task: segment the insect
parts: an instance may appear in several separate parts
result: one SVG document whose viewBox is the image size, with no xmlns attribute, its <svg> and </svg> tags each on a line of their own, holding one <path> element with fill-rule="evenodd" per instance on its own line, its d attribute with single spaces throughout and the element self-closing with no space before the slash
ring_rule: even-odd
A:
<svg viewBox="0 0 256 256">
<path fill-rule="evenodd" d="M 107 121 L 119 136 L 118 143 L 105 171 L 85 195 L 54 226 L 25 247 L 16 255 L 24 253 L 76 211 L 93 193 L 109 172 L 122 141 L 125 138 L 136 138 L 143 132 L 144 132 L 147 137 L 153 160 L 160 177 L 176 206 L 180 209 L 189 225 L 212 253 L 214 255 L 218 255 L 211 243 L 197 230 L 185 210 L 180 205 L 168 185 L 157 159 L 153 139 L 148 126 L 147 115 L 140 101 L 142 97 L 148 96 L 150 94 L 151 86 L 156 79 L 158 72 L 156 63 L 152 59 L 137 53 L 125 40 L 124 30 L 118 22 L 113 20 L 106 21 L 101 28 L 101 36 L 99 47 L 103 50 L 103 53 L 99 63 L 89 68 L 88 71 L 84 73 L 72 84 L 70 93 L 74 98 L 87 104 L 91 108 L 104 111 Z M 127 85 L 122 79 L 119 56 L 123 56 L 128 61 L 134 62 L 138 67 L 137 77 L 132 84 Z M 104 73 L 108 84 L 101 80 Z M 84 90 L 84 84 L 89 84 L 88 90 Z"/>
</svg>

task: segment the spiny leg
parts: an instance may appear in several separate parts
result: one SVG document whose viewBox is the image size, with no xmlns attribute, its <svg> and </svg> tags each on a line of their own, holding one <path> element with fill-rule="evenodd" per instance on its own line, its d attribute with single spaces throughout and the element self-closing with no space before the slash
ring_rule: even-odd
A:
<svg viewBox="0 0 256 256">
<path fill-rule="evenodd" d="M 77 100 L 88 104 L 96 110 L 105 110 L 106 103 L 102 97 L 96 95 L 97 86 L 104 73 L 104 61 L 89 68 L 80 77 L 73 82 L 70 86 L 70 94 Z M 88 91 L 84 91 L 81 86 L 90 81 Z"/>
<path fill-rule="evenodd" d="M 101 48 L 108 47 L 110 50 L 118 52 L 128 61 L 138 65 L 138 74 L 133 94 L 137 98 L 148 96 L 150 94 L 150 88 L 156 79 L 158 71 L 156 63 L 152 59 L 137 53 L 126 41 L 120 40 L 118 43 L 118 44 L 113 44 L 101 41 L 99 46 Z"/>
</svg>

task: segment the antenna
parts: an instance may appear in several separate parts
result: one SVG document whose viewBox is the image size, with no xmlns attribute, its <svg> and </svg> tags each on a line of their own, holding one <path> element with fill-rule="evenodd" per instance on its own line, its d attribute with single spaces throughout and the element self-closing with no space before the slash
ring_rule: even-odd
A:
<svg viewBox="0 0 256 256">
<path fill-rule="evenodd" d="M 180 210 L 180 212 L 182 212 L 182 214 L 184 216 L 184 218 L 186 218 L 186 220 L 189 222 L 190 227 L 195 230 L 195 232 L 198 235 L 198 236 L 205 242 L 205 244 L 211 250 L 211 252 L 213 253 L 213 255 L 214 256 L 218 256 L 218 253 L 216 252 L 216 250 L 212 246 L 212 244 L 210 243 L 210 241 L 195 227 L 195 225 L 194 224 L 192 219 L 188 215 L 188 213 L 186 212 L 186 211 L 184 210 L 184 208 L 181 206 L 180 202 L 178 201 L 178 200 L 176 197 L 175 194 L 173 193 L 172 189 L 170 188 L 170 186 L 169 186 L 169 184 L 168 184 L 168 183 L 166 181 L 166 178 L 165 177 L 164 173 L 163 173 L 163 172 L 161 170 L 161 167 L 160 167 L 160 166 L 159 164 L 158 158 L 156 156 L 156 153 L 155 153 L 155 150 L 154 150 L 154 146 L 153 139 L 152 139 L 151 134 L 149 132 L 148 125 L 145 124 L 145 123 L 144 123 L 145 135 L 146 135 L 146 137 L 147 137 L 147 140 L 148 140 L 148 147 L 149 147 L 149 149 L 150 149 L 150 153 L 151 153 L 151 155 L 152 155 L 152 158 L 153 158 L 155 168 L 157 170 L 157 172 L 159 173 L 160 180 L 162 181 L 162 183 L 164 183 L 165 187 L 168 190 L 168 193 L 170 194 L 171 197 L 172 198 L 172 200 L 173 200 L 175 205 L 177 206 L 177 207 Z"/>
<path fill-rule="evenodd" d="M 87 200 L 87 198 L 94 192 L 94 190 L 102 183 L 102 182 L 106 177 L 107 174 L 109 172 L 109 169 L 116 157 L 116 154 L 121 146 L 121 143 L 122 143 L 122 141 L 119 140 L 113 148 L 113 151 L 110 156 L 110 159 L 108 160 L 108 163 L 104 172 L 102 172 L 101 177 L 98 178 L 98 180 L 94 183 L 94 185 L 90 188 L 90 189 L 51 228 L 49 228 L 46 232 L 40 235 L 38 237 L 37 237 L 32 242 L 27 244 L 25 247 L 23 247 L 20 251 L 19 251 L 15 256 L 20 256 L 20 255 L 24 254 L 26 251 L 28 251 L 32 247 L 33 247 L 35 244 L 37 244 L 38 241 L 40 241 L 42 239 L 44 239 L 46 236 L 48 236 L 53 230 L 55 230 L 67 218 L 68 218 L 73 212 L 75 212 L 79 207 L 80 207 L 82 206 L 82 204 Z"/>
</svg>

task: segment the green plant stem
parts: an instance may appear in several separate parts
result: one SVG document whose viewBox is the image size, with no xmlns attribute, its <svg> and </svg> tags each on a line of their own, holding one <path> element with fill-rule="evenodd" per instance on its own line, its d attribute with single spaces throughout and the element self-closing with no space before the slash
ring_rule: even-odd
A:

^^^^

■ REQUIRED TASK
Please copy every line of the records above, character for character, changing nothing and leaving nothing out.

■ OUTPUT BELOW
task: segment the insect
parts: an instance may appear in several separate parts
result: one SVG document whose viewBox is the image size, with no xmlns attribute, its <svg> and </svg> tags each on a line of their own, holding one <path> element with fill-rule="evenodd" per instance on its own line, its d attribute with single spaces throughout and the element self-closing with no space before the slash
ring_rule: even-odd
A:
<svg viewBox="0 0 256 256">
<path fill-rule="evenodd" d="M 107 121 L 119 136 L 118 143 L 105 171 L 85 195 L 54 226 L 25 247 L 16 255 L 24 253 L 76 211 L 93 193 L 109 172 L 122 141 L 125 138 L 136 138 L 143 132 L 144 132 L 147 137 L 153 160 L 160 177 L 176 206 L 180 209 L 189 225 L 212 253 L 214 255 L 218 255 L 211 243 L 197 230 L 185 210 L 180 205 L 168 185 L 157 159 L 153 139 L 148 126 L 147 115 L 140 101 L 142 97 L 148 96 L 150 94 L 151 86 L 156 79 L 158 72 L 156 63 L 152 59 L 137 53 L 125 40 L 124 30 L 118 22 L 113 20 L 106 21 L 101 28 L 101 36 L 99 47 L 103 50 L 103 53 L 99 63 L 89 68 L 88 71 L 84 73 L 72 84 L 70 93 L 74 98 L 87 104 L 91 108 L 104 111 Z M 127 85 L 122 79 L 119 56 L 123 56 L 128 61 L 134 62 L 138 67 L 137 77 L 132 84 Z M 104 73 L 108 84 L 101 80 Z M 84 90 L 84 84 L 89 84 L 88 90 Z"/>
</svg>

task: segment the spiny leg
parts: an instance may appear in several separate parts
result: one SVG document whose viewBox is the image size, with no xmlns attribute, its <svg> and </svg> tags each on a line of their own, holding one <path> element with fill-rule="evenodd" per instance on its own line, its d attribute with single spaces throughout and the element self-closing with no space before the slash
ring_rule: even-odd
A:
<svg viewBox="0 0 256 256">
<path fill-rule="evenodd" d="M 77 100 L 88 104 L 96 110 L 105 110 L 106 103 L 102 97 L 96 95 L 97 86 L 104 73 L 104 61 L 89 68 L 80 77 L 73 82 L 70 86 L 70 94 Z M 88 91 L 84 91 L 81 86 L 90 81 Z"/>
<path fill-rule="evenodd" d="M 101 48 L 108 47 L 110 50 L 118 52 L 128 61 L 138 65 L 138 74 L 133 94 L 137 98 L 148 96 L 150 94 L 150 88 L 156 79 L 158 71 L 156 63 L 152 59 L 137 53 L 126 41 L 120 40 L 118 43 L 118 44 L 113 44 L 101 41 L 99 46 Z"/>
</svg>

task: segment the antenna
parts: an instance may appear in several separate parts
result: one SVG document whose viewBox is the image size, with no xmlns attribute, its <svg> and </svg> tags each on a line of their own, holding one <path> element with fill-rule="evenodd" per instance on its own line, its d attribute with single spaces throughout and the element self-closing with no space before the slash
ring_rule: even-odd
A:
<svg viewBox="0 0 256 256">
<path fill-rule="evenodd" d="M 180 210 L 180 212 L 182 212 L 182 214 L 184 216 L 184 218 L 186 218 L 186 220 L 189 222 L 190 227 L 195 230 L 195 232 L 198 235 L 198 236 L 205 242 L 205 244 L 211 250 L 211 252 L 213 253 L 213 255 L 214 256 L 218 256 L 218 253 L 216 252 L 216 250 L 212 246 L 212 244 L 210 243 L 210 241 L 195 227 L 195 225 L 194 224 L 192 219 L 188 215 L 188 213 L 186 212 L 186 211 L 184 210 L 184 208 L 181 206 L 180 202 L 178 201 L 178 200 L 176 197 L 175 194 L 173 193 L 172 189 L 170 188 L 170 186 L 169 186 L 169 184 L 168 184 L 168 183 L 166 181 L 166 178 L 165 177 L 164 173 L 163 173 L 163 172 L 161 170 L 161 167 L 160 167 L 160 166 L 159 164 L 158 158 L 156 156 L 156 153 L 155 153 L 155 150 L 154 150 L 154 146 L 153 139 L 152 139 L 151 134 L 149 132 L 148 125 L 145 124 L 145 123 L 144 123 L 145 135 L 146 135 L 146 137 L 147 137 L 147 140 L 148 140 L 148 147 L 149 147 L 149 149 L 150 149 L 150 153 L 151 153 L 151 155 L 152 155 L 152 158 L 153 158 L 155 168 L 157 170 L 157 172 L 159 173 L 160 180 L 162 181 L 162 183 L 164 183 L 165 187 L 168 190 L 168 193 L 170 194 L 171 197 L 172 198 L 172 200 L 173 200 L 175 205 L 177 206 L 177 207 Z"/>
<path fill-rule="evenodd" d="M 87 200 L 87 198 L 94 192 L 94 190 L 102 183 L 102 182 L 106 177 L 107 174 L 109 172 L 109 169 L 116 157 L 116 154 L 121 146 L 121 143 L 122 143 L 122 141 L 119 140 L 113 148 L 113 151 L 110 156 L 110 159 L 108 160 L 108 163 L 104 172 L 102 172 L 101 177 L 98 178 L 98 180 L 94 183 L 94 185 L 90 188 L 90 189 L 51 228 L 49 228 L 46 232 L 40 235 L 38 237 L 37 237 L 32 242 L 27 244 L 25 247 L 23 247 L 20 251 L 19 251 L 15 256 L 20 256 L 20 255 L 24 254 L 26 251 L 28 251 L 32 247 L 33 247 L 35 244 L 37 244 L 38 241 L 40 241 L 42 239 L 44 239 L 46 236 L 48 236 L 53 230 L 55 230 L 67 218 L 68 218 L 73 212 L 75 212 L 79 207 L 80 207 L 82 206 L 82 204 Z"/>
</svg>

task: segment the green plant stem
parts: an instance may appear in several separate parts
result: one SVG document whose viewBox is the image size, with no xmlns attribute, its <svg> and </svg> tags each on a line of their own, holding one <path> element with fill-rule="evenodd" per instance on its own line, its d attribute with single spaces throughout and the element self-closing with no space before the slash
ring_rule: even-odd
A:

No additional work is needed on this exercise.